- PROBLEM TO WORK ON -
Revise all of the entries below by replacing "place a single dot" with "put one marker" and leave every other word unchanged.

— Start DATA —

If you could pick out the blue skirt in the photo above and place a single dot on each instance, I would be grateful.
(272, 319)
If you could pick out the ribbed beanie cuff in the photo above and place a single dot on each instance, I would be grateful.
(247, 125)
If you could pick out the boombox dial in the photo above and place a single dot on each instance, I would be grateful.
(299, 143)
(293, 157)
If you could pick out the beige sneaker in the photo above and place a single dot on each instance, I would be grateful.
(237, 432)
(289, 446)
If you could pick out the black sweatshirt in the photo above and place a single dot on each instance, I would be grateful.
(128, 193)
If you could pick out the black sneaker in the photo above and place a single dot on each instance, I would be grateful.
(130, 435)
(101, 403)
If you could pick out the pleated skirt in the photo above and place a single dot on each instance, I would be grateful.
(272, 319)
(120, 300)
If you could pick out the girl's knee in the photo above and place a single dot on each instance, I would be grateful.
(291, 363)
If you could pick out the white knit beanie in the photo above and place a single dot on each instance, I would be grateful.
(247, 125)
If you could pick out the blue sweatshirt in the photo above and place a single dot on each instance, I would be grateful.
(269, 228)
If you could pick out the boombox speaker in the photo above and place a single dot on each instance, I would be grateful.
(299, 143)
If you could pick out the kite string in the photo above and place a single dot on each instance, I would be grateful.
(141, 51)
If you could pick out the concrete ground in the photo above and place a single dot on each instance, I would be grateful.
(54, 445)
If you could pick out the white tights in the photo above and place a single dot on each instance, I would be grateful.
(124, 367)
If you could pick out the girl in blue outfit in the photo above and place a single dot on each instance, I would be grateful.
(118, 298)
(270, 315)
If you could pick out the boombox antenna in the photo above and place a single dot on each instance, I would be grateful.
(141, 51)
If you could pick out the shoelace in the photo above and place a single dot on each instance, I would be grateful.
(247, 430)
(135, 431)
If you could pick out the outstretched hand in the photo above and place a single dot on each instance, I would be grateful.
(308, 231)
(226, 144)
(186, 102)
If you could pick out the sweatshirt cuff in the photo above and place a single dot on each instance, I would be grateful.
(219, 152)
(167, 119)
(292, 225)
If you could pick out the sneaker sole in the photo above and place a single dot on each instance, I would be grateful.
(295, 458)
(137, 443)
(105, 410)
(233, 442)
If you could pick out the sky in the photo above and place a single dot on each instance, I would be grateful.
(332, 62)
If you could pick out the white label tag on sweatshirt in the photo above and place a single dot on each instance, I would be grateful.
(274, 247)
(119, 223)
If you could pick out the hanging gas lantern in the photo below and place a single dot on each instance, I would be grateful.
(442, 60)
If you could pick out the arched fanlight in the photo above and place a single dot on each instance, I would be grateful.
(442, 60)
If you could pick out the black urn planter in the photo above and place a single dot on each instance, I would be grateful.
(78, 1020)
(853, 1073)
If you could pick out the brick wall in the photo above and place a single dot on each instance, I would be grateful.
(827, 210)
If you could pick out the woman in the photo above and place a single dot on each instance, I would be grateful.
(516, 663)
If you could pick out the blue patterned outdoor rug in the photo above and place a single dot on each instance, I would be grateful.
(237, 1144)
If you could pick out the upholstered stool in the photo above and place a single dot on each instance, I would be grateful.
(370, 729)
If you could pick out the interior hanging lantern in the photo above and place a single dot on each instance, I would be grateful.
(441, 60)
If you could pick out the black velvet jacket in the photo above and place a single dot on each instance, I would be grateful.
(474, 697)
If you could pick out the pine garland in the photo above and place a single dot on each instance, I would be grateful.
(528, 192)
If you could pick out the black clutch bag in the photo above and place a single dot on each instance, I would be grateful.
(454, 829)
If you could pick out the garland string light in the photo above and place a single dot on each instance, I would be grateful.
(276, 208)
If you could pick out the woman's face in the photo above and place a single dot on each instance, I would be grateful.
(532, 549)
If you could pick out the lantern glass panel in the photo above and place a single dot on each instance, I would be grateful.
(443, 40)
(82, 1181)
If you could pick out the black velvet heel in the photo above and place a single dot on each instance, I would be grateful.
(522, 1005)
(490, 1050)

— End DATA —

- COMPLETE OUTPUT -
If you could pick out the blue skirt in the photo above and put one marker on each instance, I would be grateful.
(272, 319)
If you could pick out the ribbed beanie cuff in the photo above and put one marker on each instance, I would be grateful.
(247, 125)
If you could pick out the boombox dial in the photo above and put one marker on each instance, I would be grateful.
(299, 143)
(293, 157)
If you could pick out the beige sneaker in the photo above and put one marker on each instance, I would be grateful.
(237, 432)
(289, 446)
If you could pick out the black sweatshirt in the photo above and put one marker on each instance, I would be grateful.
(128, 193)
If you could pick out the black sneaker in the photo above and put one marker on each instance, I would be grateful.
(130, 435)
(101, 403)
If you could pick out the pleated skirt in the photo above and put one marker on each instance, I would be grateful.
(272, 319)
(120, 300)
If you could pick out the girl's knee in the photo above and put one marker on each instance, I would be grateful.
(291, 363)
If you could pick out the white knit beanie in the photo above and put one marker on each instance, I would be grateful.
(247, 125)
If you could pick out the blue sweatshirt in the photo above and put one marker on each instance, I would be grateful.
(269, 228)
If you could pick out the boombox speaker in the photo above and put one marker on each instance, I would be grateful.
(299, 143)
If you could pick out the kite string in the photo above and put one marker on each instance, I would be grateful.
(141, 51)
If you could pick out the concrete ground in the photo above and put one marker on each instance, I would be grateful.
(54, 445)
If you could pick out the white tights in the photo above and put one marker on each instance, I would be grateful.
(124, 367)
If you could pick out the girl in blue outfit in the photo above and put one marker on each instance, I would be grateful.
(118, 298)
(270, 315)
If you could pick out the boombox antenna in the photo above and put one marker on each instance, I would be grateful.
(141, 51)
If you could pick out the shoelace in the photo above and put one marker on each instance, I would be grateful.
(247, 430)
(135, 431)
If you could pick out the outstretched hand in the photo above and put one marker on each instance, I would be grateful.
(308, 231)
(226, 144)
(186, 102)
If you could pick out the sweatshirt cuff in the photo above and put one marker on each instance, I would be grateful.
(219, 152)
(167, 119)
(292, 225)
If you could pick out the sneaker sole in the photo above and put one marker on each instance, I would be grateful.
(295, 458)
(137, 443)
(105, 410)
(233, 442)
If you could pick out the sky in the photo above and put one marker on each instance, I would be grateful.
(332, 62)
If you could pick out the white label tag on sweatshirt in the photo above and put one marker on each instance, I would be grateful.
(274, 247)
(119, 223)
If you could pick out the hanging gas lantern in the photo below and put one marker on each instance, I would be grateful.
(442, 60)
If you could pick out the arched fanlight in the photo above and put one marker on each instance, I would be grateful.
(442, 60)
If you could pick out the black urn planter in the photo above and put one marker on each instance, I would be grateful.
(78, 1020)
(853, 1073)
If you could pick out the brick wall in the photo above and put one marker on each instance, I would be grateful.
(827, 210)
If you could pick out the woman in the photo above and put one marker on each instance, I would be grateful.
(516, 663)
If you could pick out the blue patterned outdoor rug in the photo above and put one marker on each instance, I would be grateful.
(237, 1144)
If you could pick out the upholstered stool in the photo above and put one marker on each instance, I would be grateful.
(370, 729)
If you could pick out the interior hanging lantern in the photo above and put one marker on each instance, I would be grateful.
(441, 60)
If you could pick out the black velvet jacket in the photo above and put one marker on each instance, I would be grateful.
(474, 697)
If you could pick out the pine garland in the photo above and put one marker on each instance, I would be grateful.
(528, 192)
If you could pick out the black clutch bag in the photo above and put one marker on each instance, I would be grateful.
(454, 829)
If you could pick out the garland string light in the photo above and put one marker on each instance, I would be grateful.
(276, 208)
If you could pick out the woman's face in the photo above and put one marker on each instance, I would be grateful.
(532, 549)
If you could pick out the lantern glass panel in the photo above and put one marker on each instance, I would be grateful.
(443, 40)
(82, 1181)
If you could pick out the black velvet heel in the photo above and put one marker on each instance, I would be grateful.
(522, 1005)
(490, 1050)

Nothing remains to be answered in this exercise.